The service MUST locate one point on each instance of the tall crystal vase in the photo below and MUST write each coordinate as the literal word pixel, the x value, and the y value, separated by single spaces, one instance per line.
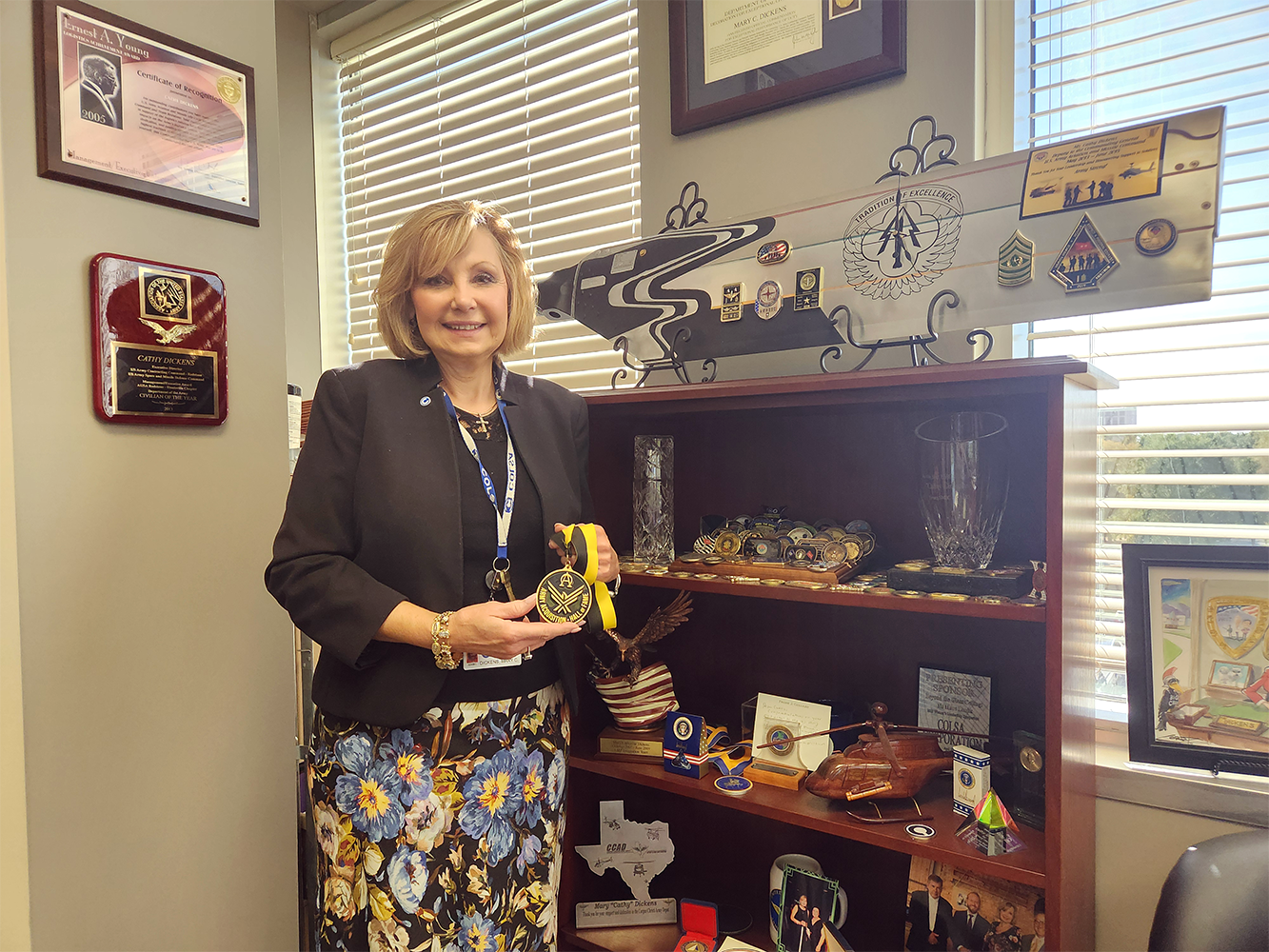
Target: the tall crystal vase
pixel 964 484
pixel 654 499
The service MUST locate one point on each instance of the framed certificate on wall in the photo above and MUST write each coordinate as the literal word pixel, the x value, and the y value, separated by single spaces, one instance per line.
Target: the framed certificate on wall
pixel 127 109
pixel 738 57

--

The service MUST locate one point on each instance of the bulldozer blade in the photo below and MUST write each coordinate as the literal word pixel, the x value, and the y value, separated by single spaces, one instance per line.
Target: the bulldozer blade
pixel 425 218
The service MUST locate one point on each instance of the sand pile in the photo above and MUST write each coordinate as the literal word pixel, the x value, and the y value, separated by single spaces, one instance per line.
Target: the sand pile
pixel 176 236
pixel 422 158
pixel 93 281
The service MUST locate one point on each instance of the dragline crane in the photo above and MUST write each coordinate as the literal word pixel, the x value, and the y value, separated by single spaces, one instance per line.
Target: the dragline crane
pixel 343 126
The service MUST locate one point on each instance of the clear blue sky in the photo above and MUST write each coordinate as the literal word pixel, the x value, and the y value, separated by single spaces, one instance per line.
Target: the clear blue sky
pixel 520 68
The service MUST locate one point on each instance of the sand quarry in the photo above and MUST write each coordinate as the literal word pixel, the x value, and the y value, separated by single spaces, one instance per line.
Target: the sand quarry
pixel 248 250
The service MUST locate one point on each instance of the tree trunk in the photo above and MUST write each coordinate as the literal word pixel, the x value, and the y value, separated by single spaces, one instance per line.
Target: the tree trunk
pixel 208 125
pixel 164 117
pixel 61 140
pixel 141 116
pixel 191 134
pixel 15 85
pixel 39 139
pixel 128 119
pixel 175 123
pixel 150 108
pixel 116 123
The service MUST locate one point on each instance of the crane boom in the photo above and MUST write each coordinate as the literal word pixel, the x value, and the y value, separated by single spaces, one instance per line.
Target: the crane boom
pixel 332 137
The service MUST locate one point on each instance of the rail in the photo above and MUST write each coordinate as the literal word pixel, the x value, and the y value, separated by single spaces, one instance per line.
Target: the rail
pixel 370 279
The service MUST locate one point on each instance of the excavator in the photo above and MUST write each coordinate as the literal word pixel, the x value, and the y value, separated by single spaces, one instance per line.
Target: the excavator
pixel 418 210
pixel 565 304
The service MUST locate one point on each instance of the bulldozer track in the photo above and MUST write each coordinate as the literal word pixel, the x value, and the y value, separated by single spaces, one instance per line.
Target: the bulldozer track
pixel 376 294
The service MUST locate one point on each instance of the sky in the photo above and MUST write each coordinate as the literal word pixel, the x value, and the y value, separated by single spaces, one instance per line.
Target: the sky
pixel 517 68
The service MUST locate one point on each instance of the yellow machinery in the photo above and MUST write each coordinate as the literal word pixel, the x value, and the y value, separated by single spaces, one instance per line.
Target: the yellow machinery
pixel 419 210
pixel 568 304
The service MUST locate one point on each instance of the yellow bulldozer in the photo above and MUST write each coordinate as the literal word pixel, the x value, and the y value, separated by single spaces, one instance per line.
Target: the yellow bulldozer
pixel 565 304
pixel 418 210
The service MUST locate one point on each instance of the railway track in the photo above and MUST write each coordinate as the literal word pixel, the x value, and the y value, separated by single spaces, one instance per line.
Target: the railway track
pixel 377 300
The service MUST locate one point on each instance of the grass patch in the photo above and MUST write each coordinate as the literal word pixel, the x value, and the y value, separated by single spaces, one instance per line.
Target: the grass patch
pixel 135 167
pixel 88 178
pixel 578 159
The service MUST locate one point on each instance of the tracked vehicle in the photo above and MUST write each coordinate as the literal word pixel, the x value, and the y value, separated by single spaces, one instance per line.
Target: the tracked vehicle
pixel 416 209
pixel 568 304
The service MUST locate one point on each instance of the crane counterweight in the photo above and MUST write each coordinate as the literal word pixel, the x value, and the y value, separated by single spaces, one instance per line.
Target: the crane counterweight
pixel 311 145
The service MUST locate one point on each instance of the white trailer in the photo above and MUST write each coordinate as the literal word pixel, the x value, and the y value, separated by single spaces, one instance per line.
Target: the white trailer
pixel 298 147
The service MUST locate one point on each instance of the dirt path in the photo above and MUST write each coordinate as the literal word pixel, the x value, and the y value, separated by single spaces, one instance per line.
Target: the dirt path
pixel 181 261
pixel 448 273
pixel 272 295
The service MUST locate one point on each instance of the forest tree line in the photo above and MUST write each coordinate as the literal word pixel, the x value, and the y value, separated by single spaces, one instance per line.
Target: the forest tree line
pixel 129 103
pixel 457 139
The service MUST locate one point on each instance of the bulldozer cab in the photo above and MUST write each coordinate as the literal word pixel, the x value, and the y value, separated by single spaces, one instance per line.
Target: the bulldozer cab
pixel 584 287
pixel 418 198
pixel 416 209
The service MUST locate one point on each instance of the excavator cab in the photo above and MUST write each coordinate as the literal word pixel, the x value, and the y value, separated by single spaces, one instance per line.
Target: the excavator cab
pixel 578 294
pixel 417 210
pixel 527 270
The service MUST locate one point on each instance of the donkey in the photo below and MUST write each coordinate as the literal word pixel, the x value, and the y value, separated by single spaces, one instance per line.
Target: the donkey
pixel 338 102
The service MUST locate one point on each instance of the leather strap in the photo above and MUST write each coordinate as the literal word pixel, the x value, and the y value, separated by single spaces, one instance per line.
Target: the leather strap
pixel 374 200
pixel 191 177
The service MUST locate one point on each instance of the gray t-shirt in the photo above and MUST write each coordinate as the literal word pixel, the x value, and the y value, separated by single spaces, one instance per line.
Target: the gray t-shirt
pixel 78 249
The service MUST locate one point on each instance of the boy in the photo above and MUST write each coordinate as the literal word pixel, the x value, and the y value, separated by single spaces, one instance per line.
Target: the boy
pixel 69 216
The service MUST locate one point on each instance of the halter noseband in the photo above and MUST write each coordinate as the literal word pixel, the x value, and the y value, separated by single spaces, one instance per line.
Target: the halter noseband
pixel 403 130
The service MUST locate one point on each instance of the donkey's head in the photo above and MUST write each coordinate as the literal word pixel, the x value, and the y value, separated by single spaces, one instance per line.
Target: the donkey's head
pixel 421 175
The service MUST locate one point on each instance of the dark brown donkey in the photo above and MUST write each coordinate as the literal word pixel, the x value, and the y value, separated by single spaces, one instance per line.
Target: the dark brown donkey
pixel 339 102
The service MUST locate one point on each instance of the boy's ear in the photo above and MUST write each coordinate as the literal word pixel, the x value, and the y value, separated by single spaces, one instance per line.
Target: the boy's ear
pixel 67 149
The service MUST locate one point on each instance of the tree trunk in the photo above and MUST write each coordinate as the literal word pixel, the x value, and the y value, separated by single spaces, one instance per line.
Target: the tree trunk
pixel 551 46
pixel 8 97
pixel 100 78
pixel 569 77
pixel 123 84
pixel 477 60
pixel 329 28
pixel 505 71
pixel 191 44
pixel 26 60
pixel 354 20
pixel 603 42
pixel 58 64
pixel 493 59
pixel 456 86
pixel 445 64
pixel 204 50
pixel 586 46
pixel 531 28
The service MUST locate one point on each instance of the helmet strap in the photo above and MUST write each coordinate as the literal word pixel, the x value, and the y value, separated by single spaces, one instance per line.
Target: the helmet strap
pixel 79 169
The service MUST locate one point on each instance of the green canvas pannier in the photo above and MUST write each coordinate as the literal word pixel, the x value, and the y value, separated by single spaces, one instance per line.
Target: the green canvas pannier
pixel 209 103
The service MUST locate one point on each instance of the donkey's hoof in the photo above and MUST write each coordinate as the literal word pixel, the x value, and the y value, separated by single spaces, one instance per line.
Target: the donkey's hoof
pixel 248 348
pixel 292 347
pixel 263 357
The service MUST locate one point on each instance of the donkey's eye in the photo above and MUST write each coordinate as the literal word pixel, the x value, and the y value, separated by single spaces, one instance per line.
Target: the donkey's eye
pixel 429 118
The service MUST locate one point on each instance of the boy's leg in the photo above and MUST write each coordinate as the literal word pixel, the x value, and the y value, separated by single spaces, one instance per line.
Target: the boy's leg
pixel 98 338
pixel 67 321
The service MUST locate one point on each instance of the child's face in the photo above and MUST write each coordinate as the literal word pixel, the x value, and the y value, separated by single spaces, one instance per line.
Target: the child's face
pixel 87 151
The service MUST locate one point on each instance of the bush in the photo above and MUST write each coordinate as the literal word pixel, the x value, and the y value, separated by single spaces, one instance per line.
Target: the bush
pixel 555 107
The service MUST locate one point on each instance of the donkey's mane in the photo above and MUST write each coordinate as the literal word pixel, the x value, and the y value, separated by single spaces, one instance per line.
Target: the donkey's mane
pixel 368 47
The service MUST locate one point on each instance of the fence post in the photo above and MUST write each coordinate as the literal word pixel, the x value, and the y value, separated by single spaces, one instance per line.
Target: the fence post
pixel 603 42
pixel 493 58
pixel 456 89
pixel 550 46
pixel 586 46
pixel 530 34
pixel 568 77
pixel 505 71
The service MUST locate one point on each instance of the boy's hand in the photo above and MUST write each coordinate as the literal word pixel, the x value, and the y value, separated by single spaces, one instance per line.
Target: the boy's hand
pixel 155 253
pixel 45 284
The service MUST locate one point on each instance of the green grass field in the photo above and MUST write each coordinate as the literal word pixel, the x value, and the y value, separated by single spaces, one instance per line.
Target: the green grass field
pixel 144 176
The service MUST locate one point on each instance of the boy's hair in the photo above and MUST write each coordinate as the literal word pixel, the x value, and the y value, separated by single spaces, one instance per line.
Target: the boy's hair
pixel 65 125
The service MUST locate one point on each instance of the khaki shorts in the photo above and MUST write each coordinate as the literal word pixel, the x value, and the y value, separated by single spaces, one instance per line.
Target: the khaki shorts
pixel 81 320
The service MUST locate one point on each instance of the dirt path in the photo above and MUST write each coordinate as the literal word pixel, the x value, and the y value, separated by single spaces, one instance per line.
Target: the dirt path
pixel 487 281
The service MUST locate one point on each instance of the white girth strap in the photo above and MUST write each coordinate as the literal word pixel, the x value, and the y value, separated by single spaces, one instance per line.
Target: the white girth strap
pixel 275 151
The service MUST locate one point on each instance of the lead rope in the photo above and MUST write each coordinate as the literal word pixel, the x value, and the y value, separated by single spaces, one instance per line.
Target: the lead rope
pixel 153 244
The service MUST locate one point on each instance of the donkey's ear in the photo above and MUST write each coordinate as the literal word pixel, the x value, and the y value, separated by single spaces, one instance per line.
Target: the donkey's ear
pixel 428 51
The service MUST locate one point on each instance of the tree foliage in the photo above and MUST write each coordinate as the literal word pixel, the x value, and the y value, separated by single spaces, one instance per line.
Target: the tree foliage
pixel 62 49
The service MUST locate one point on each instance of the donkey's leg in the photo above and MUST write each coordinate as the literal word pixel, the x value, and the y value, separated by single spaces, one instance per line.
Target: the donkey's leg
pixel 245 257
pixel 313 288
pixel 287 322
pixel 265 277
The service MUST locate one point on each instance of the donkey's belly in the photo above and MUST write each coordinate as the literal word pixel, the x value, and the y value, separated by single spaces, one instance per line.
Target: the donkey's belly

• **WHAT THE TASK REQUIRES**
Starting at the line that contains "grass field in" and stopping after the line that contains "pixel 62 49", turn those lines of the entries into a numbered list with blank lines left out.

• **ANSWER**
1. The service MUST locate one point on each instance of the green grass field in the photo above and MUST write each coordinate as the literal word pixel, the x value, and the y value, separated by single spaces, one instance per line.
2. Target: the green grass field
3. pixel 144 176
4. The service MUST locate one point on each instance of the boy's hair in the photo above and MUST write each coordinate as the literal word pixel, the x value, and the y value, separated by single spaces, one instance per line.
5. Target: the boy's hair
6. pixel 65 125
7. The service MUST locate one point on each instance of the khaki shorts in the photo above and MUST write each coordinate as the literal word pixel, the x value, and the y value, separated by single spaces, one instance per line.
8. Target: the khaki shorts
9. pixel 81 320
10. The service MUST locate one point on each instance of the dirt path in the photo above and MUST write each coordinate as the literal word pixel, the x value, and the y value, separated by single spaces, one instance per line.
11. Target: the dirt path
12. pixel 487 281
13. The service MUST locate one point on each instance of the white girth strap in the photo above and MUST write each coordinate as the literal word pixel, the x value, and the y value, separated by single spaces, one instance per line.
14. Target: the white girth strap
15. pixel 275 151
16. The service MUST locate one point on each instance of the lead rope in the photo above and MUST write each coordinate as the literal word pixel, the x value, and the y value, separated by single spaces, one instance per line.
17. Target: the lead rope
18. pixel 153 244
19. The service MUST locate one point on each instance of the donkey's ear in the photo above and MUST write each coordinate as the literal word pixel, the x value, and the y value, separated by single spaces, one instance per line.
20. Target: the donkey's ear
21. pixel 428 51
22. The service MUST locate one point on each instance of the tree foliage in the photo above and MUST write each coordinate as the literal word pixel, the x value, and the y value, separated by single spaces, one instance per line.
23. Target: the tree foliage
24. pixel 62 49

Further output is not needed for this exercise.